| Data records |
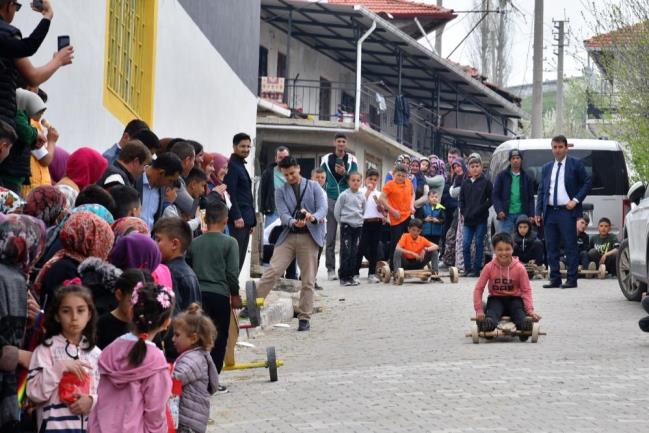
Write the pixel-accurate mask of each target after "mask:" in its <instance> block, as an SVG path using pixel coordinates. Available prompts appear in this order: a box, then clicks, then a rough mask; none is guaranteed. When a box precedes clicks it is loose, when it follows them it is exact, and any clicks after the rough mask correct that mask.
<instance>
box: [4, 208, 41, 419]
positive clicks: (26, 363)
mask: <svg viewBox="0 0 649 433" xmlns="http://www.w3.org/2000/svg"><path fill="white" fill-rule="evenodd" d="M44 244H45V227H44V225H43V223H42V222H41V221H39V220H37V219H36V218H34V217H31V216H28V215H9V216H7V218H6V220H5V221H4V222H2V223H0V322H1V323H2V324H3V326H2V327H0V336H1V338H0V395H2V399H0V431H3V432H4V431H19V429H18V425H17V422H18V421H19V419H18V418H19V416H18V415H19V413H20V411H19V408H18V397H17V392H18V378H17V375H16V368H17V367H18V365H21V366H22V367H24V368H29V361H30V358H31V356H30V353H29V352H27V351H23V350H20V349H19V348H20V347H22V344H23V339H24V337H25V331H26V326H27V316H28V311H27V305H28V301H27V297H28V294H27V293H28V290H27V275H28V274H29V271H30V268H31V266H32V264H33V263H34V261H35V260H36V258H37V257H38V256H39V254H40V250H41V249H42V248H43V245H44Z"/></svg>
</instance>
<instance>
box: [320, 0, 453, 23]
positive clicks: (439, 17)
mask: <svg viewBox="0 0 649 433" xmlns="http://www.w3.org/2000/svg"><path fill="white" fill-rule="evenodd" d="M327 3H329V4H338V5H359V6H364V7H365V8H367V9H369V10H370V11H372V12H374V13H376V14H380V13H385V14H388V13H389V14H390V15H392V16H393V17H395V18H414V17H429V18H436V19H440V20H444V19H446V20H451V19H453V18H455V17H456V15H455V14H454V13H453V9H446V8H443V7H440V6H437V5H430V4H425V3H417V2H414V1H410V0H328V1H327Z"/></svg>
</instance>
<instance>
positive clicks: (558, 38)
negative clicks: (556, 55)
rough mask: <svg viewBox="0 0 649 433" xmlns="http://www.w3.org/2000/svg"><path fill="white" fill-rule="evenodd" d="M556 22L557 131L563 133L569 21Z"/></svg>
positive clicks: (560, 20)
mask: <svg viewBox="0 0 649 433" xmlns="http://www.w3.org/2000/svg"><path fill="white" fill-rule="evenodd" d="M552 22H553V23H554V29H553V32H552V33H553V35H554V40H555V41H557V43H556V45H555V46H556V47H557V51H556V53H555V54H556V55H557V110H556V113H557V126H556V127H555V128H556V131H555V132H556V133H557V134H562V133H563V47H565V46H567V45H568V43H566V38H565V27H564V26H565V24H566V23H567V22H568V20H567V19H565V20H552Z"/></svg>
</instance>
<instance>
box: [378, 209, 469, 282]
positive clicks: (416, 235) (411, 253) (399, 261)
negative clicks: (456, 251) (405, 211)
mask: <svg viewBox="0 0 649 433" xmlns="http://www.w3.org/2000/svg"><path fill="white" fill-rule="evenodd" d="M422 227H423V223H422V221H421V220H420V219H418V218H415V219H413V220H411V221H410V223H409V224H408V233H404V234H403V235H402V236H401V239H400V240H399V243H398V244H397V247H396V248H395V251H394V257H393V260H392V264H393V265H394V273H393V274H391V273H390V267H389V265H388V264H387V263H386V262H379V263H378V264H377V274H378V275H379V278H381V279H382V281H383V282H386V283H388V282H390V277H391V276H393V277H394V282H395V284H397V285H401V284H403V280H404V279H405V278H417V279H419V280H421V281H424V282H429V281H431V280H432V281H437V282H442V279H441V278H440V275H439V270H438V262H439V254H438V250H439V247H438V246H437V245H435V244H434V243H432V242H431V241H429V240H428V239H426V238H425V237H423V236H421V230H422ZM426 267H428V268H429V269H426ZM449 275H450V277H451V281H452V282H454V283H457V281H458V272H457V269H456V268H453V267H451V269H449Z"/></svg>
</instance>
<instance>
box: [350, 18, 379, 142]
mask: <svg viewBox="0 0 649 433" xmlns="http://www.w3.org/2000/svg"><path fill="white" fill-rule="evenodd" d="M374 29H376V21H372V25H371V26H370V28H369V29H368V30H367V31H366V32H365V33H364V34H363V36H361V38H360V39H359V40H358V42H357V43H356V107H355V109H354V131H358V130H359V129H360V127H361V67H362V63H363V42H365V39H367V38H368V37H369V36H370V35H371V34H372V32H373V31H374Z"/></svg>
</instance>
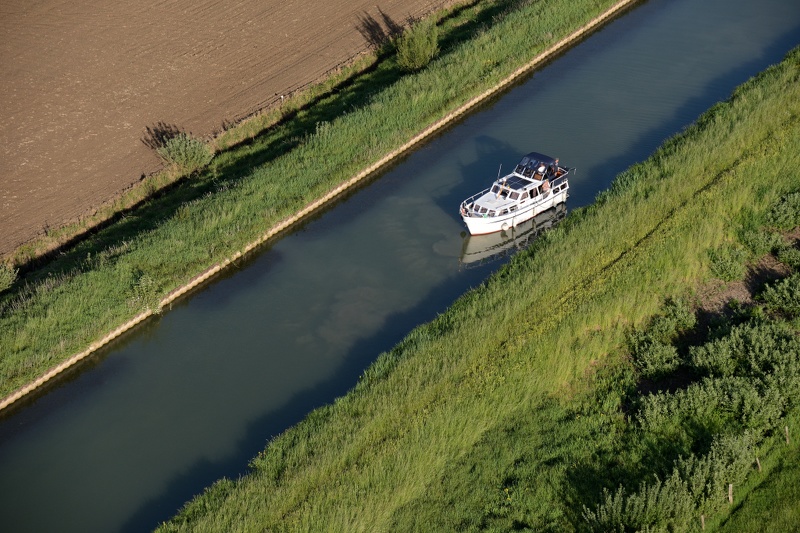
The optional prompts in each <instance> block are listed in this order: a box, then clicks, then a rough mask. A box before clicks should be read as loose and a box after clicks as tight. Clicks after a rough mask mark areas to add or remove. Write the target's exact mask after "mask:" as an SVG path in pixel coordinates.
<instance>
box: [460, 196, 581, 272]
mask: <svg viewBox="0 0 800 533" xmlns="http://www.w3.org/2000/svg"><path fill="white" fill-rule="evenodd" d="M566 216H567V204H565V203H562V204H558V205H557V206H555V207H551V208H550V209H548V210H547V211H544V212H542V213H539V214H538V215H536V216H535V217H533V218H532V219H530V220H526V221H525V222H522V223H521V224H517V225H516V226H515V227H513V228H509V229H508V230H505V231H503V230H501V231H497V232H495V233H488V234H486V235H468V234H467V235H464V236H463V239H464V240H463V241H462V243H461V256H460V257H459V263H460V265H461V266H463V267H465V268H469V267H472V266H475V265H482V264H485V263H488V262H490V261H493V260H495V259H498V258H501V257H505V256H508V255H511V254H513V253H514V252H516V251H518V250H522V249H523V248H527V247H528V245H530V244H531V243H532V242H533V241H535V240H536V239H537V238H538V237H539V236H540V235H542V234H543V233H544V232H545V231H547V230H549V229H551V228H553V227H555V226H556V225H558V223H559V222H561V221H562V220H563V219H564V218H565V217H566ZM465 233H466V232H465Z"/></svg>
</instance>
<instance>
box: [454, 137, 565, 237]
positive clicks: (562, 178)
mask: <svg viewBox="0 0 800 533" xmlns="http://www.w3.org/2000/svg"><path fill="white" fill-rule="evenodd" d="M574 170H575V169H573V168H569V167H563V166H561V165H559V164H558V159H553V158H552V157H549V156H546V155H544V154H539V153H537V152H531V153H529V154H528V155H526V156H525V157H523V158H522V160H521V161H520V162H519V164H517V166H516V167H515V168H514V171H513V172H511V173H510V174H506V175H505V176H503V177H498V178H497V180H496V181H495V182H494V183H493V184H492V186H491V187H490V188H488V189H485V190H483V191H481V192H479V193H478V194H474V195H472V196H470V197H469V198H467V199H466V200H464V201H463V202H461V218H462V219H463V220H464V223H465V224H466V225H467V230H469V233H470V235H485V234H487V233H494V232H496V231H506V230H508V229H509V228H513V227H515V226H518V225H519V224H521V223H522V222H525V221H526V220H530V219H532V218H533V217H535V216H536V215H538V214H539V213H541V212H543V211H546V210H548V209H550V208H551V207H554V206H556V205H558V204H560V203H563V202H566V201H567V197H568V196H569V181H568V180H567V177H568V176H569V173H570V172H571V171H574Z"/></svg>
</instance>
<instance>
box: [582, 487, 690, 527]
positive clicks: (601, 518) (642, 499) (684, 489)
mask: <svg viewBox="0 0 800 533" xmlns="http://www.w3.org/2000/svg"><path fill="white" fill-rule="evenodd" d="M694 510H695V506H694V502H693V501H692V497H691V495H690V494H689V490H688V487H687V486H686V483H685V482H684V481H682V480H681V479H680V477H679V476H675V475H673V476H670V477H669V478H667V480H666V481H663V482H662V481H661V480H660V479H658V478H656V480H655V482H653V483H649V484H648V483H645V482H642V484H641V485H640V487H639V491H638V492H634V493H633V494H630V495H627V494H625V490H624V488H623V487H620V488H619V489H618V490H617V492H616V493H614V494H613V495H612V494H611V493H610V492H608V491H605V502H603V503H602V504H600V505H598V506H597V508H596V509H595V510H594V511H592V510H590V509H588V508H586V507H584V509H583V518H584V520H586V523H587V525H588V527H589V530H590V531H665V532H666V531H687V530H689V529H690V527H691V525H692V523H693V522H694V521H695V520H696V519H695V518H694V516H693V515H694V514H695V513H694Z"/></svg>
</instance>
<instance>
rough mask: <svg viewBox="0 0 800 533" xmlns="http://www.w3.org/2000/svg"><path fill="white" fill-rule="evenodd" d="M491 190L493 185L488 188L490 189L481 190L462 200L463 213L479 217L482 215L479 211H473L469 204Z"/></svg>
mask: <svg viewBox="0 0 800 533" xmlns="http://www.w3.org/2000/svg"><path fill="white" fill-rule="evenodd" d="M491 190H492V189H491V187H490V188H488V189H484V190H482V191H481V192H479V193H477V194H473V195H472V196H470V197H469V198H467V199H466V200H464V201H463V202H461V213H462V214H463V215H465V216H470V217H479V216H481V215H479V214H477V213H473V212H472V211H471V210H470V209H469V206H470V205H472V204H473V203H474V202H475V200H477V199H478V198H480V197H481V196H483V195H484V194H486V193H487V192H489V191H491Z"/></svg>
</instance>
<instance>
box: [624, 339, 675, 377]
mask: <svg viewBox="0 0 800 533" xmlns="http://www.w3.org/2000/svg"><path fill="white" fill-rule="evenodd" d="M634 364H635V365H636V368H637V369H638V370H639V372H640V373H641V374H642V375H643V376H645V377H648V378H651V379H655V378H658V377H662V376H665V375H667V374H670V373H672V372H673V371H674V370H675V369H677V368H678V367H679V366H680V364H681V359H680V356H679V355H678V350H677V348H675V347H674V346H672V345H670V344H662V343H660V342H656V343H653V344H650V345H647V346H645V347H643V348H642V349H640V350H638V351H637V352H636V355H635V359H634Z"/></svg>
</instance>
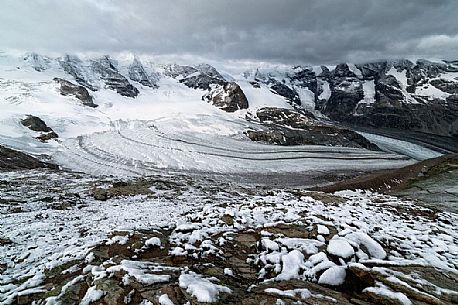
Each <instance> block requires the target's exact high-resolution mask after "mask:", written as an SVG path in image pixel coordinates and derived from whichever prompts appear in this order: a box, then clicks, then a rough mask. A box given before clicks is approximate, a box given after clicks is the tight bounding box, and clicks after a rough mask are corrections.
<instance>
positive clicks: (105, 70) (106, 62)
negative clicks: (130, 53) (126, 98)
mask: <svg viewBox="0 0 458 305" xmlns="http://www.w3.org/2000/svg"><path fill="white" fill-rule="evenodd" d="M134 64H135V62H134ZM92 70H93V71H94V72H96V74H98V75H100V78H101V79H102V80H103V81H104V82H105V85H106V86H107V88H109V89H112V90H115V91H116V92H118V93H119V94H120V95H122V96H127V97H136V96H137V95H138V93H139V91H138V89H137V88H136V87H134V86H133V85H132V84H130V83H129V81H128V80H127V78H126V77H124V76H123V75H122V74H121V73H119V71H118V69H117V68H116V64H115V62H113V61H112V60H111V59H110V58H109V57H108V56H105V57H102V58H100V59H97V60H93V61H92ZM137 72H138V70H137ZM138 75H141V74H140V73H138V74H137V75H136V76H138Z"/></svg>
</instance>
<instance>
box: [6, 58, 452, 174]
mask: <svg viewBox="0 0 458 305" xmlns="http://www.w3.org/2000/svg"><path fill="white" fill-rule="evenodd" d="M404 64H405V66H406V67H407V68H405V69H407V70H403V67H404V66H402V67H401V66H399V64H394V63H387V64H386V65H382V68H379V69H378V70H374V69H373V70H374V71H376V74H375V75H372V74H371V72H368V71H369V70H370V69H372V66H368V65H365V66H359V65H357V66H355V65H349V64H344V65H341V66H337V67H330V68H329V67H324V66H323V67H286V66H281V67H273V66H268V67H267V66H266V65H263V66H262V67H260V68H258V69H251V70H246V69H245V67H244V66H243V65H240V67H238V68H236V69H234V65H233V64H232V66H230V67H226V66H225V65H224V64H221V65H219V68H218V70H216V69H215V68H214V67H212V66H210V65H208V64H197V63H196V64H193V63H190V64H186V65H183V64H180V65H178V64H169V63H158V62H155V61H153V60H151V58H149V57H146V56H143V57H142V56H125V55H123V56H121V55H120V56H118V57H110V56H87V55H83V56H79V57H77V56H74V55H65V56H61V57H57V58H51V57H46V56H41V55H38V54H34V53H31V54H26V55H24V56H19V57H17V56H11V55H6V54H3V53H0V107H1V112H0V144H3V145H6V146H10V147H12V148H16V149H20V150H23V151H26V152H28V153H31V154H35V155H38V154H46V155H49V156H52V157H53V158H54V160H55V161H58V162H59V163H60V164H62V165H65V166H66V167H70V168H72V169H80V170H88V169H91V170H90V171H91V172H94V173H104V174H113V171H115V172H116V171H119V172H121V173H123V174H129V173H131V174H132V173H133V172H134V173H135V174H145V173H151V172H152V171H154V170H155V169H158V168H171V169H191V170H198V171H217V172H246V171H249V172H257V171H260V170H261V171H267V172H269V171H279V170H280V171H296V172H297V171H305V170H308V169H311V168H314V169H317V170H318V169H319V168H320V167H324V168H325V169H335V168H342V167H345V168H353V167H354V165H353V163H354V161H355V160H366V161H364V162H362V161H358V162H359V166H363V167H364V168H365V169H373V168H384V167H391V166H401V165H404V164H406V163H409V162H410V161H408V160H406V159H405V158H404V157H402V156H399V155H394V154H390V153H383V152H371V153H369V152H368V151H366V150H363V149H343V148H326V149H325V150H326V151H327V152H328V153H329V155H328V154H324V155H320V154H321V153H320V152H319V151H321V150H322V149H321V148H316V147H310V146H304V147H299V148H294V149H289V148H279V147H276V146H266V145H265V144H259V143H252V142H249V140H248V138H247V137H246V136H245V135H244V134H243V132H244V131H245V130H246V128H248V127H253V124H255V123H253V122H248V121H247V120H246V117H247V113H256V110H257V109H259V108H261V107H266V106H269V107H278V108H288V109H295V110H296V111H300V112H301V111H304V110H307V111H310V112H312V113H314V115H315V116H316V117H318V118H325V119H327V116H329V117H331V118H333V117H334V114H335V113H336V111H337V113H340V112H341V111H342V109H341V108H342V103H343V102H342V101H341V102H342V103H341V102H338V103H336V101H337V100H338V97H339V96H345V100H348V99H349V97H353V98H354V97H355V96H358V98H359V99H352V100H351V103H353V104H354V105H353V104H352V105H353V106H352V107H353V108H355V107H356V108H357V109H356V108H355V109H353V108H352V107H350V108H351V109H350V110H351V111H350V114H349V115H350V116H352V117H353V116H354V117H360V116H366V115H367V116H368V117H370V115H371V114H370V113H369V112H367V110H365V112H364V111H361V109H360V108H362V107H363V108H364V107H365V109H368V108H370V107H372V105H378V104H379V103H381V101H380V96H381V92H382V91H381V89H380V86H381V85H380V84H382V83H383V82H385V83H386V82H387V81H386V80H387V79H388V80H389V81H390V77H391V78H392V80H391V81H393V82H394V83H395V85H396V84H398V85H399V86H398V87H399V90H398V91H399V92H402V94H404V95H403V96H402V98H403V100H402V101H400V103H401V104H402V103H410V104H427V103H431V104H434V103H438V101H439V99H440V98H446V102H447V103H449V104H450V105H452V104H453V101H454V100H453V98H454V96H455V95H454V93H453V92H452V91H453V90H454V89H453V88H455V87H453V86H454V85H453V84H455V77H456V75H455V74H457V75H458V67H457V66H456V65H455V64H453V63H450V64H441V65H439V64H438V65H437V66H436V65H435V64H434V65H433V64H430V63H427V62H422V65H423V66H422V67H427V70H425V71H429V72H425V73H426V74H425V75H426V76H424V77H430V78H431V79H430V78H428V81H429V83H433V81H437V82H439V81H440V85H436V87H435V88H436V89H434V90H429V91H428V90H426V89H424V88H423V89H420V88H417V87H416V89H415V91H414V92H413V91H412V90H411V88H410V87H409V86H412V84H411V82H412V79H415V80H417V79H416V78H415V77H416V76H415V75H420V76H421V77H423V76H422V75H423V74H424V73H423V72H424V69H423V70H422V69H420V68H416V67H417V66H412V65H413V64H412V65H409V64H407V63H404ZM376 67H378V66H376ZM409 69H410V70H409ZM415 69H417V70H418V71H417V70H415ZM425 69H426V68H425ZM434 69H437V71H436V70H434ZM455 69H456V71H457V72H453V71H455ZM234 71H237V72H236V73H234ZM371 71H372V70H371ZM406 71H407V72H406ZM413 71H416V72H415V73H417V74H414V72H413ZM431 71H433V72H431ZM374 73H375V72H374ZM377 73H378V74H377ZM422 73H423V74H422ZM428 73H429V74H428ZM381 76H383V77H381ZM56 78H57V79H56ZM65 81H68V82H70V89H71V90H80V91H82V92H83V93H84V94H86V95H87V96H89V98H90V100H91V103H92V101H93V103H94V104H95V105H92V104H91V105H92V106H91V107H89V106H88V105H87V103H86V104H85V103H84V101H81V100H80V99H79V95H78V94H76V93H75V92H72V91H71V92H70V93H69V92H63V91H62V90H63V89H62V88H61V85H60V84H61V83H63V82H65ZM385 83H383V84H385ZM417 83H421V81H420V80H417ZM417 83H416V84H417ZM228 84H230V85H228ZM422 84H423V83H422ZM395 85H393V86H395ZM422 86H423V87H424V86H425V85H424V84H423V85H422ZM226 88H231V90H232V91H225V89H226ZM421 90H423V91H421ZM437 90H439V91H440V90H445V91H448V92H452V93H447V92H445V91H441V92H442V93H443V94H439V93H438V91H437ZM213 92H214V93H213ZM234 92H236V93H234ZM420 92H421V94H426V93H431V95H430V96H429V98H420V97H421V94H420ZM231 94H235V95H231ZM216 96H217V98H218V100H217V101H216V99H215V97H216ZM336 96H337V97H336ZM440 101H442V100H440ZM246 102H247V103H246ZM382 102H384V101H382ZM346 103H347V102H346ZM348 103H350V102H348ZM351 103H350V104H351ZM213 104H214V105H215V106H214V105H213ZM216 106H218V107H220V108H221V109H219V108H218V107H216ZM94 107H95V108H94ZM345 107H347V108H348V105H347V106H345ZM244 108H245V109H244ZM222 109H224V110H226V111H235V112H230V113H229V112H226V111H223V110H222ZM237 109H239V110H237ZM342 113H344V112H342ZM29 114H30V115H34V116H37V117H39V118H41V119H42V120H43V121H45V122H46V124H47V125H48V126H49V127H50V128H52V129H53V130H54V131H55V132H56V133H57V134H58V135H59V138H58V139H57V140H52V141H48V142H40V141H37V140H36V139H35V137H36V136H37V135H38V134H39V133H38V132H35V131H31V130H29V129H27V128H26V127H24V126H23V125H21V123H20V121H21V119H22V118H23V117H24V116H25V115H29ZM344 114H345V115H347V114H346V113H344ZM248 117H249V116H248ZM447 128H449V127H447V126H446V127H444V129H447ZM153 144H154V145H153ZM88 145H89V146H90V148H88ZM152 145H153V146H152ZM401 151H402V150H401ZM405 151H408V149H406V150H404V152H405ZM342 153H344V154H345V156H344V157H343V158H333V157H331V156H332V155H334V154H342ZM432 154H433V153H432V152H431V151H429V150H426V151H425V153H424V154H418V153H416V154H415V156H413V155H411V156H412V157H415V158H420V159H421V158H424V157H429V156H431V155H432ZM407 155H409V154H408V153H407ZM317 158H318V159H319V160H320V162H316V159H317ZM325 160H327V161H325ZM91 164H92V165H94V164H99V166H98V167H94V166H92V165H91ZM123 164H124V165H123ZM317 164H319V166H317ZM365 164H366V165H365ZM132 166H133V167H132ZM124 167H128V168H129V170H124V169H123V168H124ZM321 169H322V168H321Z"/></svg>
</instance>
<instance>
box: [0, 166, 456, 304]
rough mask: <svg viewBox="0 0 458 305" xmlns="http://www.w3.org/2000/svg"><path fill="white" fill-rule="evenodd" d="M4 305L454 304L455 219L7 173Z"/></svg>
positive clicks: (0, 289)
mask: <svg viewBox="0 0 458 305" xmlns="http://www.w3.org/2000/svg"><path fill="white" fill-rule="evenodd" d="M0 214H1V216H0V228H1V230H0V232H1V233H0V304H143V305H146V304H156V305H170V304H176V305H178V304H204V303H213V304H360V305H361V304H456V303H457V302H458V289H457V287H458V259H457V258H458V232H457V230H456V227H457V225H458V214H456V213H453V212H444V211H440V210H437V209H430V208H424V207H422V206H421V205H419V203H417V202H412V201H409V200H406V199H400V198H397V197H393V196H389V195H383V194H380V193H373V192H370V191H339V192H335V193H322V192H311V191H307V190H304V189H297V188H283V189H274V188H270V187H257V186H254V185H246V184H245V185H242V184H238V183H227V182H221V181H214V180H211V179H205V178H201V177H200V178H199V179H196V178H193V177H191V176H187V175H174V176H168V175H158V176H150V177H146V178H142V179H133V180H119V179H114V178H105V179H101V178H93V177H90V176H86V175H80V174H75V173H69V172H62V171H55V170H50V169H35V170H25V171H24V170H23V171H5V170H3V171H2V172H0Z"/></svg>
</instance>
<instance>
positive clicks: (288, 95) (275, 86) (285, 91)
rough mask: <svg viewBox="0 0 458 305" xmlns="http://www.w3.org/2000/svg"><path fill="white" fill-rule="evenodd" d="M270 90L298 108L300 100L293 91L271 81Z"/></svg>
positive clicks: (285, 86) (293, 90) (295, 92)
mask: <svg viewBox="0 0 458 305" xmlns="http://www.w3.org/2000/svg"><path fill="white" fill-rule="evenodd" d="M270 89H271V90H273V91H274V92H275V93H276V94H278V95H281V96H283V97H284V98H286V99H287V100H288V101H290V102H291V103H294V104H296V105H298V106H300V105H301V99H300V97H299V94H298V93H297V92H296V91H295V90H293V89H291V88H290V87H288V86H286V85H285V84H283V83H280V82H278V81H272V85H271V86H270Z"/></svg>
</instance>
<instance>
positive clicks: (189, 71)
mask: <svg viewBox="0 0 458 305" xmlns="http://www.w3.org/2000/svg"><path fill="white" fill-rule="evenodd" d="M165 75H167V76H169V77H172V78H175V79H178V81H179V82H180V83H182V84H184V85H186V86H188V87H189V88H192V89H201V90H206V91H210V90H211V89H212V87H213V88H214V87H218V86H223V85H225V84H226V83H227V81H226V80H225V79H224V77H223V76H222V75H221V74H219V72H218V71H217V70H216V69H215V68H214V67H212V66H210V65H207V64H200V65H197V66H195V67H191V66H180V65H176V64H174V65H169V66H167V67H166V68H165Z"/></svg>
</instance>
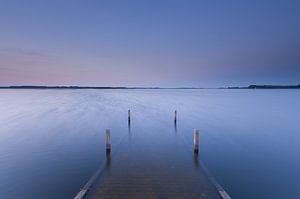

| Task requirements |
The exact lines from the beginning of the data through the one that contains "box: [4, 208, 41, 419]" must be given again, both ends included, and pictures must be left out.

| Response |
Write the pixel-accurate mask of each target after "mask:" in its <instance> block, as an SVG path using pixel coordinates. Available prompts appear in this order: a box, then clicks, then a rough mask; none is guaranteed. When a box precedes clicks it is loose, when it follows them it is exact, and any clicks after the rough mask correct that mask.
<instance>
box: [4, 208, 41, 419]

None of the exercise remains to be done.